Goal of the exercise: Render the entries below as a Markdown table with the columns "Row" and "Line", beginning at the line that has "Your task is to find nose in" and stopping after the line that has "(207, 250), (288, 337)". Number each row, leave out blank lines, and include no other lines.

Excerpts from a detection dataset

┌──

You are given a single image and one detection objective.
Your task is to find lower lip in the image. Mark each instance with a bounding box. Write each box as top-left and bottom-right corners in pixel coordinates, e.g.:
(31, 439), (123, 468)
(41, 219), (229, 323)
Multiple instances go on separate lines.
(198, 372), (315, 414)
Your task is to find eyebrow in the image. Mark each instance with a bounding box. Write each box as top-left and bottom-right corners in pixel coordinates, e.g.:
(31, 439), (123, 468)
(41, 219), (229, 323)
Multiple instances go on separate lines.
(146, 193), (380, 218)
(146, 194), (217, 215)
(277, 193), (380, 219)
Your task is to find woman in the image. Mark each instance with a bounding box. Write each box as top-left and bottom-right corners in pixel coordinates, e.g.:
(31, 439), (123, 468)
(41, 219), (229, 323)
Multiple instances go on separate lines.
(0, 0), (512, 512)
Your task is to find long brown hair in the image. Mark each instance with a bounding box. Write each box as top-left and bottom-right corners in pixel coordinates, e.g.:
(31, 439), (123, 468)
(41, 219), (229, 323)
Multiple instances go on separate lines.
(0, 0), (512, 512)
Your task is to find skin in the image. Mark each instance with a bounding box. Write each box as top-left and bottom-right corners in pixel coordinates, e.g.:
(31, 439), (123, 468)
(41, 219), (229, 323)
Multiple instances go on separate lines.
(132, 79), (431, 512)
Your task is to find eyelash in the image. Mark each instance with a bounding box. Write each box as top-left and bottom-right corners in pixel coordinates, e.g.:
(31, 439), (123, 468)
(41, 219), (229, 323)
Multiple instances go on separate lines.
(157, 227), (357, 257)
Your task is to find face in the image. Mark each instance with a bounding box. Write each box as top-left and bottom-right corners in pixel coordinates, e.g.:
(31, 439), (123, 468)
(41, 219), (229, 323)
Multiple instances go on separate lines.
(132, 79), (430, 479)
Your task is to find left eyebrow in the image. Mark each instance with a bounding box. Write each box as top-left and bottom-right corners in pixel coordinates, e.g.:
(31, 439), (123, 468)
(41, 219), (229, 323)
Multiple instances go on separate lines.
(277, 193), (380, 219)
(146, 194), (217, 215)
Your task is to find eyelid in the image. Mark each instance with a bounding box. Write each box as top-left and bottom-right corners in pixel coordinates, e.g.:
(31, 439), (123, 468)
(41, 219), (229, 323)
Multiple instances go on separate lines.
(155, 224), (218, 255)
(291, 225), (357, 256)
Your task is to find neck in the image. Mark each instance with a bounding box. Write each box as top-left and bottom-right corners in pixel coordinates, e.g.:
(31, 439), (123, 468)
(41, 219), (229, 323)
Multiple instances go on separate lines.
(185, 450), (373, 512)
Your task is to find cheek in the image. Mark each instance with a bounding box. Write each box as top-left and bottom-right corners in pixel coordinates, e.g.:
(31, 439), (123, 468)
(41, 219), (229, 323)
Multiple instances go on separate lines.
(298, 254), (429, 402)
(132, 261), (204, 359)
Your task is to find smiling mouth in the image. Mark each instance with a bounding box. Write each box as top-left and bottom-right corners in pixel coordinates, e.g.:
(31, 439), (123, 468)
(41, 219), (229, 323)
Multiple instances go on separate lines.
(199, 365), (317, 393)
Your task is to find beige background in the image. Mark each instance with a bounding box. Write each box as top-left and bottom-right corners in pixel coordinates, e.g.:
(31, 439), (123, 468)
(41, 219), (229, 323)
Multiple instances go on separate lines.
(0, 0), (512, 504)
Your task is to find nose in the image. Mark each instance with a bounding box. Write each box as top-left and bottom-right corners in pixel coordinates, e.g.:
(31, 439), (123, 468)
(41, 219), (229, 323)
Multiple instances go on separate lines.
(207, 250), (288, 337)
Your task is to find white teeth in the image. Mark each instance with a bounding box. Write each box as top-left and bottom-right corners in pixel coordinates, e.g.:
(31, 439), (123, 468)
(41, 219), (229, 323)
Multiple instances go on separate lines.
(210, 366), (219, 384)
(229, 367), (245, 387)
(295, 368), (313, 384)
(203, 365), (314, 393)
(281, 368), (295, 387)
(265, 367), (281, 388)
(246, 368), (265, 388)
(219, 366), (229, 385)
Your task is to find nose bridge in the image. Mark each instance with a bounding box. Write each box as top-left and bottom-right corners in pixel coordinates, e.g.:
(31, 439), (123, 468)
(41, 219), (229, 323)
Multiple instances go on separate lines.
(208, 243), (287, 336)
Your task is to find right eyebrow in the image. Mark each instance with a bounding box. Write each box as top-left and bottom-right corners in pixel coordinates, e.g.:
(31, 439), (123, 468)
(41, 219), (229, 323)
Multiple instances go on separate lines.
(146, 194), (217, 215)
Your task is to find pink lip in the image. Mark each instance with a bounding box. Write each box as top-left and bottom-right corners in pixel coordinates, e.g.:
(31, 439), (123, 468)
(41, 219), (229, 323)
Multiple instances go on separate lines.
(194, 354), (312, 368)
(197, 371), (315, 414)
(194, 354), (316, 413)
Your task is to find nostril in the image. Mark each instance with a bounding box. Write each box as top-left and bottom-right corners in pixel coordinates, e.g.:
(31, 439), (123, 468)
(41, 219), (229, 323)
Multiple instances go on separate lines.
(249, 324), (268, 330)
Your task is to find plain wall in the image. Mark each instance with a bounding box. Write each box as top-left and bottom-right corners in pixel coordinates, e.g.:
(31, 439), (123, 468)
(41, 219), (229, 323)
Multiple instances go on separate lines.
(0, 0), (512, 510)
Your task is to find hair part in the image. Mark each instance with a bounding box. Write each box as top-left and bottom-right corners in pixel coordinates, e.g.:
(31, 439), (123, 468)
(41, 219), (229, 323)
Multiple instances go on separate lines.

└──

Exercise solution:
| Row | Line |
|---|---|
| 1 | Your task is to find nose in the image. Mark each instance with a bounding box. Write each box as top-left and bottom-right corners in pixel coordinates, e.g.: |
| 2 | (31, 439), (123, 468) |
| 3 | (41, 219), (229, 323) |
| 4 | Multiple instances go on separate lines. |
| 5 | (207, 250), (288, 337) |